Instructions to follow
Can you copy the material below line for line, leaving out the pictures?

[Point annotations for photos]
------

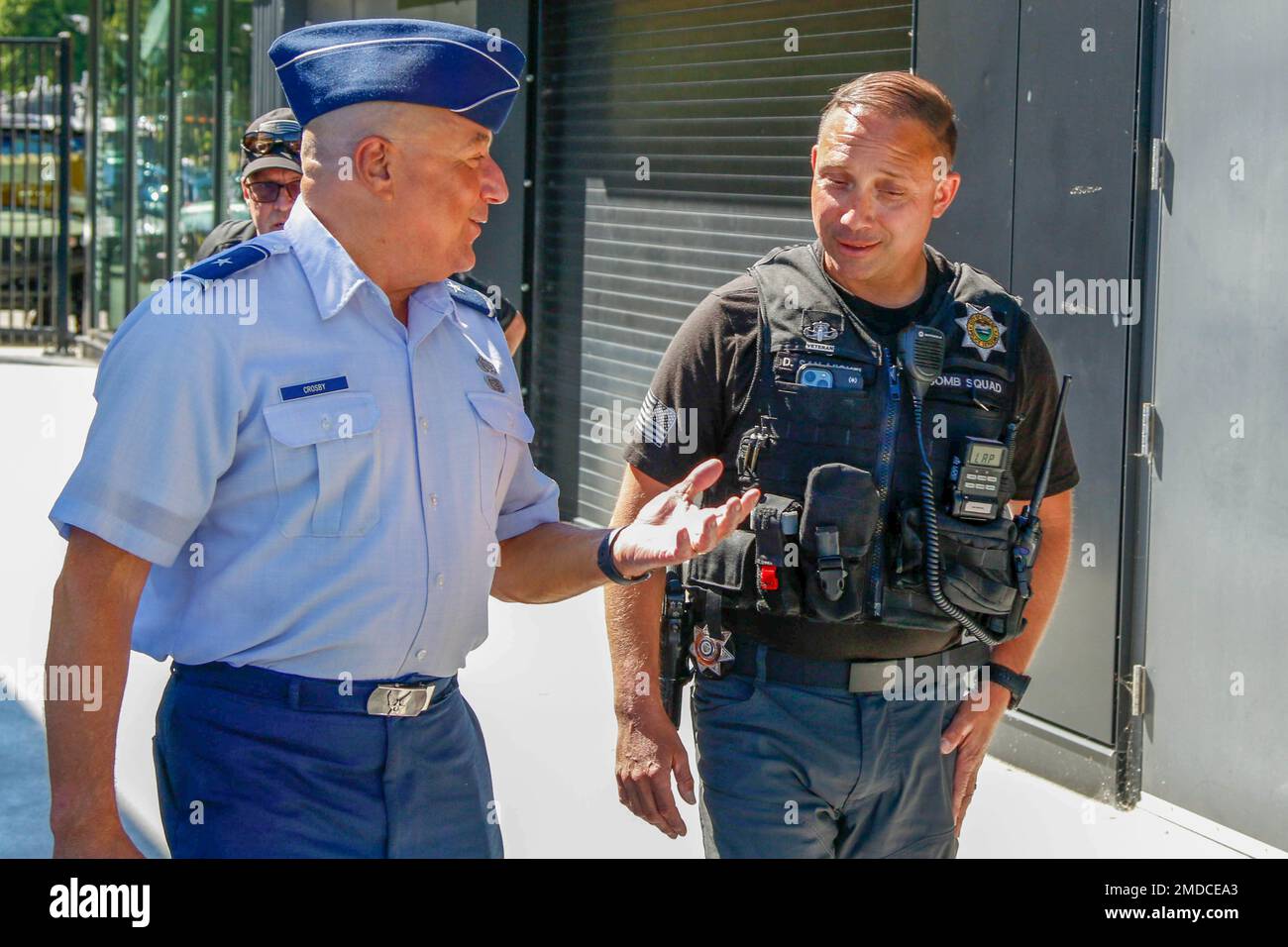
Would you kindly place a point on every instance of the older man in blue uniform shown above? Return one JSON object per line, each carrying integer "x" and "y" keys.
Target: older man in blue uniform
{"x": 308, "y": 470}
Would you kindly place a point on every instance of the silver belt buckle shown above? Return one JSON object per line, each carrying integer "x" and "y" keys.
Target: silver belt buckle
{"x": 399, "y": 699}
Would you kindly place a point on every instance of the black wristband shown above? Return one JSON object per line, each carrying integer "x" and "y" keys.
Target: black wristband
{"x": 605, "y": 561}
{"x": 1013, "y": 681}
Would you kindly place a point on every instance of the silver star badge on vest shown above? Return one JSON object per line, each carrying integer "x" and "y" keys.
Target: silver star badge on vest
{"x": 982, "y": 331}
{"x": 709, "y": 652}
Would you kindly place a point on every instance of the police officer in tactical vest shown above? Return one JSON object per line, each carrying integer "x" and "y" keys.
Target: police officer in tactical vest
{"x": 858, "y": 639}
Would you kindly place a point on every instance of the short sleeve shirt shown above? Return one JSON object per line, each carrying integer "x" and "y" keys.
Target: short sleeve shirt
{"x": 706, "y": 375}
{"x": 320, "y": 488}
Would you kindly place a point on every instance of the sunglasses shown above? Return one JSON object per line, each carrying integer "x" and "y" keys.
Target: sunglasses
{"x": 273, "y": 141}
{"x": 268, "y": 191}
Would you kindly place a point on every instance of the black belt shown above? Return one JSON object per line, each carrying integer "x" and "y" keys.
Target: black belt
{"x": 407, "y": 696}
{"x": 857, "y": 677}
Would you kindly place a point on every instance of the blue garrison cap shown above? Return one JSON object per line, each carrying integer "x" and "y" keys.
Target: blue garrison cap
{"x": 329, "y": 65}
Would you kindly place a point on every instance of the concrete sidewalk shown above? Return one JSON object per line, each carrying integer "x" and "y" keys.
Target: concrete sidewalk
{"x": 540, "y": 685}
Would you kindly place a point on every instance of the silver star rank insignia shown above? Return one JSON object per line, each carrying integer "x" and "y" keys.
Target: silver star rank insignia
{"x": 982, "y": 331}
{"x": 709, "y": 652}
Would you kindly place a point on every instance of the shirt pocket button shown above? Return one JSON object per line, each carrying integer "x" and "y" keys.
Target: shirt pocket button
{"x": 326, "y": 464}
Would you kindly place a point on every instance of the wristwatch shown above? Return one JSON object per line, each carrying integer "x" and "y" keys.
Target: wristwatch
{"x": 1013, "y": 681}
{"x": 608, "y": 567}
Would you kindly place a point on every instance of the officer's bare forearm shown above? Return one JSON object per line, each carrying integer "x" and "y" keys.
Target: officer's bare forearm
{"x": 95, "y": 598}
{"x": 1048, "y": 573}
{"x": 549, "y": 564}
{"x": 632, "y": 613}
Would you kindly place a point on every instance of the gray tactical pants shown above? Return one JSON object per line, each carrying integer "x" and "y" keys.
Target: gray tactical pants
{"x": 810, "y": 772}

------

Result for this task
Would you kindly place a point on every instance of the older man in blue uniform shown above? Return one JSON object per line, each carrying integer "x" and "y" keys.
Target: older man in blue uniform
{"x": 308, "y": 470}
Would you kindly place a point on every instance of the silver belt buckle shown above? Return one JSON object per line, each carrying integer "x" and "y" keys.
Target: silver belt buckle
{"x": 399, "y": 699}
Would you kindly place a point on every instance of the black wristband shown above? Return one JSON object per line, each carrying integer "x" and "y" keys.
Target: black wristband
{"x": 605, "y": 561}
{"x": 1013, "y": 681}
Would you kindly place a point on every instance of the silver star badge on vest shown above? Return one JSON object per line, each carrying integer "x" and "y" keys.
Target: silver star badge on vest
{"x": 982, "y": 331}
{"x": 709, "y": 652}
Would you kindly place a point on every instance of the police officer in tactical vest shown above? Return one JSON object per line, each carrying integer "x" and "y" keys.
Target: police officer in tactical vest
{"x": 858, "y": 639}
Would you kindly place a point on every instance of the short sleeve shirt shown above? Return one JSON object per line, each carrying integer "x" and "y" keys.
Target: short sleeve shirt
{"x": 706, "y": 375}
{"x": 320, "y": 488}
Would you kindly place a point on every instance of the sunglasses shown above? Return one JSON object per line, each carrying integer "x" and "y" keys.
Target: sunglasses
{"x": 273, "y": 141}
{"x": 268, "y": 191}
Would you kindly place a point on every instance of the black belt shown above? Return one JSON object per line, each carrying integer "x" and "y" keys.
Target: black belt
{"x": 407, "y": 696}
{"x": 857, "y": 677}
Would you kindly place a point on every instance of the blue garrison cap shown above? Return one JSON object per line, each carrying integer "x" and "y" keys.
Target: blue garrison cap
{"x": 329, "y": 65}
Would you kindly place a point on every instance of the concrete sidewalk shown above? Return one JSON object per line, each carrying integer "x" and "y" keys.
Target: concrete sidewalk
{"x": 540, "y": 685}
Would you kindly place a point on every instance of the silver star rank insignia shown above? Return one JSON object per line, each carrying integer "x" and "y" keys.
Target: silver star rank insignia
{"x": 982, "y": 331}
{"x": 709, "y": 652}
Would you kindly place a point on every instance of the shirt pocket button shown above? Return one JSON object per line, each carrying integer "x" and "y" keys.
Target: shirt pocket button
{"x": 326, "y": 464}
Would you kindly place a point on every instance of the wristwatch shown above? Return one JSON object per line, each carrying integer "x" and "y" keys.
Target: wristwatch
{"x": 1013, "y": 681}
{"x": 608, "y": 567}
Would you kindly place a point on every instance of the officer's bare forearm shown above? Return one JSON object per line, each carrying integer "x" and "y" keys.
Target: officer's bare forearm
{"x": 95, "y": 598}
{"x": 1048, "y": 573}
{"x": 549, "y": 564}
{"x": 632, "y": 613}
Would you kindly place a point on every instance of the gray tactical pants shown above? Return one JSON object per line, each carrying integer "x" and "y" keys.
Target: gray tactical pants
{"x": 810, "y": 772}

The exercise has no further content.